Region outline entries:
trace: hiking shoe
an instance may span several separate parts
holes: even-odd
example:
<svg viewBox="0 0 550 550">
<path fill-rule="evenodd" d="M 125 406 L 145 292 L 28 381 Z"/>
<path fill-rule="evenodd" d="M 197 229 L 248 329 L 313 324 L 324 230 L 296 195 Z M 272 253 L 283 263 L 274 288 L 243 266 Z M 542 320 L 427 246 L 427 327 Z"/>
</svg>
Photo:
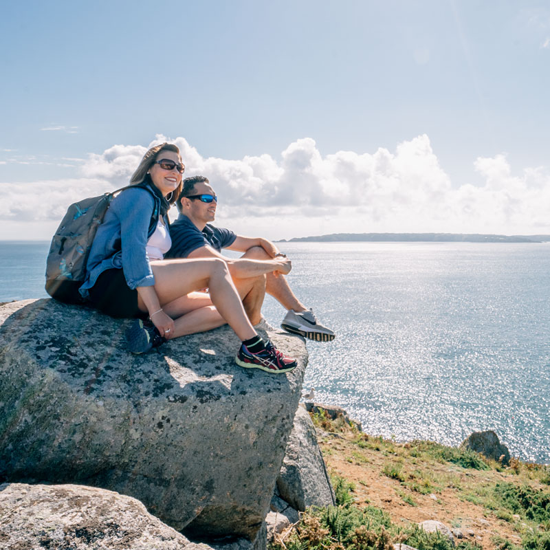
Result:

- What you should do:
Can you retype every line of the records above word for word, leaving out the pictures?

- Result below:
trace: hiking shoe
an instance may span several separate parts
holes: even-odd
example:
<svg viewBox="0 0 550 550">
<path fill-rule="evenodd" d="M 125 406 L 145 292 L 28 381 Z"/>
<path fill-rule="evenodd" d="M 197 229 L 248 329 L 313 324 L 324 230 L 296 195 Z M 272 253 L 283 263 L 274 288 L 243 266 Z M 542 320 L 427 246 L 427 327 Z"/>
</svg>
Photo:
Result:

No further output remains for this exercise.